▶ [Supplied passage]:
....................

Indebtedness” means at a particular time, without duplication: (a) any indebtedness for borrowed money or issued in substitution for or exchange of indebtedness for borrowed money; (b) any indebtedness evidenced by any note, bond, debenture or other debt instrument; (c) any indebtedness for the deferred purchase price of property or services with respect to which a Person is liable, contingently or otherwise, as obligor or otherwise (other than trade payables and other current liabilities incurred in the ordinary course of business, consistent with past practice which are not more than 90 days past due unless the same are being contested in good faith by appropriate proceedings and with respect to which a Person has set aside adequate reserves therefore in accordance with GAAP); (d) any commitment by which a Person




assures a creditor against loss (including, without limitation, contingent reimbursement obligations with respect to letters of credit); (e) any obligations for which a Person is obligated pursuant to a Guarantee; (f) any obligations under Capitalized Leases with respect to which a Person is liable, contingently or otherwise, as obligor, guarantor or otherwise, or with respect to which obligations a Person assures a creditor against loss; (g) any indebtedness secured by a Lien on a Person’s assets; (h) any unsatisfied obligation for Withdrawal Liability to a Multiemployer Plan; (i) all indebtedness of any partnership of which such Person is a general partner or in which such Person may incur liability as if such Person was a general partner; and (j) all indebtedness of a Person for which such Person may become liable as a fiduciary or otherwise.

Indemnitees” has the meaning set forth in Section 9.15.

Intellectual Property” has the meaning set forth in Section 6.12.

Intellectual Property Rights” means all:  (a) patents, patent applications, patent disclosures and inventions; (b) trademarks, service marks, trade dress, trade names, internet domain names, logos and corporate names and registrations and applications for registration thereof, together with all of the goodwill associated therewith; (c) copyrights (registered or unregistered) and copyrightable works and registrations and applications for registration thereof; (d) mask works and registrations and applications for registration thereof; (e) computer software, data, data bases and documentation thereof; (f) trade secrets and other confidential information (including, without limitation, ideas, formulas, compositions, inventions (whether patentable or unpatentable and whether or not reduced to practice), know-how, manufacturing and production processes and techniques, research and development information, drawings, specifications, designs, plans, proposals, technical data, copyrightable works, financial and marketing plans and customer and supplier lists and information); (g) other Intellectual Property Rights; and (h) copies and tangible embodiments thereof (in whatever form or medium).

Interest Chargesmeans, for any period, the sum of:  (a) all interest charges and related expenses payable with respect to that fiscal period to a lender in connection with borrowed money or the deferred purchase price of assets that are treated as interest in accordance with GAAP, plus (b) the portion of capitalized lease obligations with respect to that fiscal period that should be treated as interest in accordance with GAAP, plus (c) all charges paid or payable (without duplication) during that period with respect to any hedging agreements.

Investment” as applied to any Person means:  (a) any direct or indirect purchase or other acquisition by such Person of any notes, obligations, instruments, Membership Units and other securities of any other Person; and (b) any capital contribution by such Person to any other Person.

....................

▶ [Source data]:
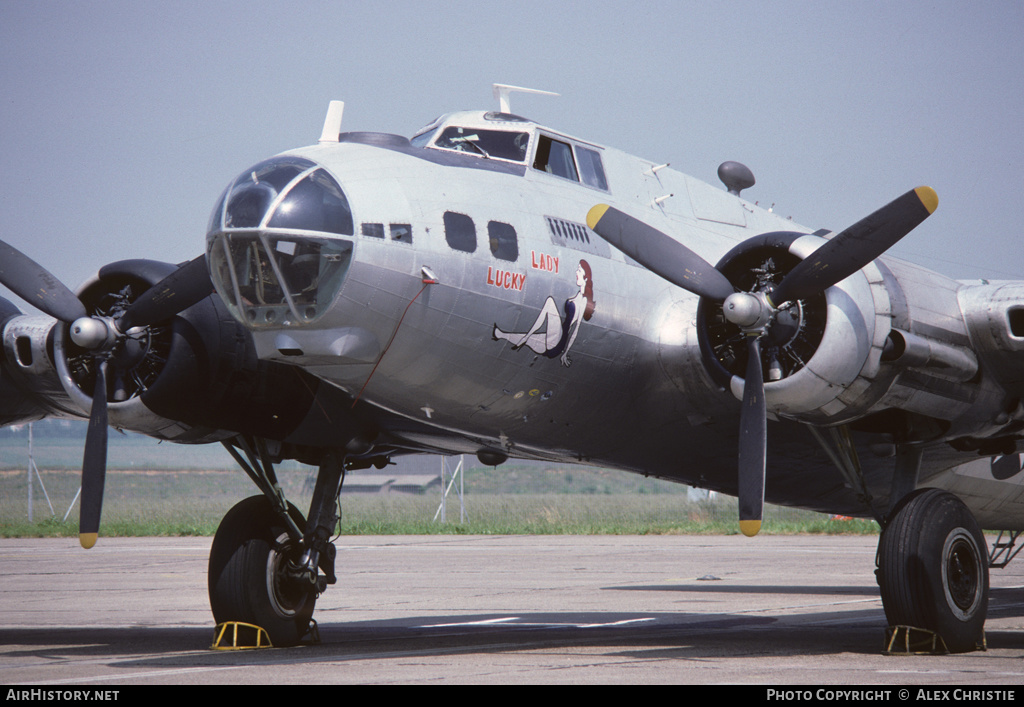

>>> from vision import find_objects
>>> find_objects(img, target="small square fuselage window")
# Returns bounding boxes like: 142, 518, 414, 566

....................

▶ [Exercise tasks]:
A - In the contract definitions, which section gives the meaning of "Indemnitees"?
B - Reproduce the contract definitions from "assures a creditor against loss (including, without" to "fiduciary or otherwise.".
C - Write the next part of the contract definitions, beginning right after the entry for "Investment".

▶ [Answers for this exercise]:
A - Section 9.15

B -
assures a creditor against loss (including, without limitation, contingent reimbursement obligations with respect to letters of credit); (e) any obligations for which a Person is obligated pursuant to a Guarantee; (f) any obligations under Capitalized Leases with respect to which a Person is liable, contingently or otherwise, as obligor, guarantor or otherwise, or with respect to which obligations a Person assures a creditor against loss; (g) any indebtedness secured by a Lien on a Person’s assets; (h) any unsatisfied obligation for Withdrawal Liability to a Multiemployer Plan; (i) all indebtedness of any partnership of which such Person is a general partner or in which such Person may incur liability as if such Person was a general partner; and (j) all indebtedness of a Person for which such Person may become liable as a fiduciary or otherwise.

C -
Investment Documents” means this Agreement, the agreements and instruments evidencing the Securities and any Membership Units for which Securities are exchanged or converted, the Stock and Asset Purchase Agreement, the Operating Agreement, the Employment Agreement, the Pledge Agreements, the Irrevocable Springing Proxy, the Security Agreements, the Collateral Assignment Agreement and each of the other agreements, documents and instruments expressly contemplated hereby and thereby.




Irrevocable Springing Proxy” has the meaning set forth in Section 3.13(s).

IRS” means the United States Internal Revenue Service.

Knowledge” or “Aware” regarding a Person means and includes the actual knowledge or awareness of such Person and its Subsidiaries (which shall include the actual knowledge and awareness of the officers, directors and key employees of such Person and its Subsidiaries and the general managers of each facility of such Person and its Subsidiaries).

Liabilities” has the meaning set forth in Section 9.15.

Liens” means any mortgage, pledge, security interest, encumbrance, lien, charge or other restriction of any kind whatsoever (including any conditional sale or other title retention agreement or lease in the nature thereof), any sale of receivables with recourse against the Company or Affiliate of the Company, any filing or agreement to file a financing statement as debtor under the Uniform Commercial Code or any similar statute other than to reflect ownership by a third party of property leased to the Company under a lease which is not in the nature of a conditional sale or title retention agreement.

LMCS” has the meaning set forth in the introductory paragraph.

LMT” has the meaning set forth in Section 2.4.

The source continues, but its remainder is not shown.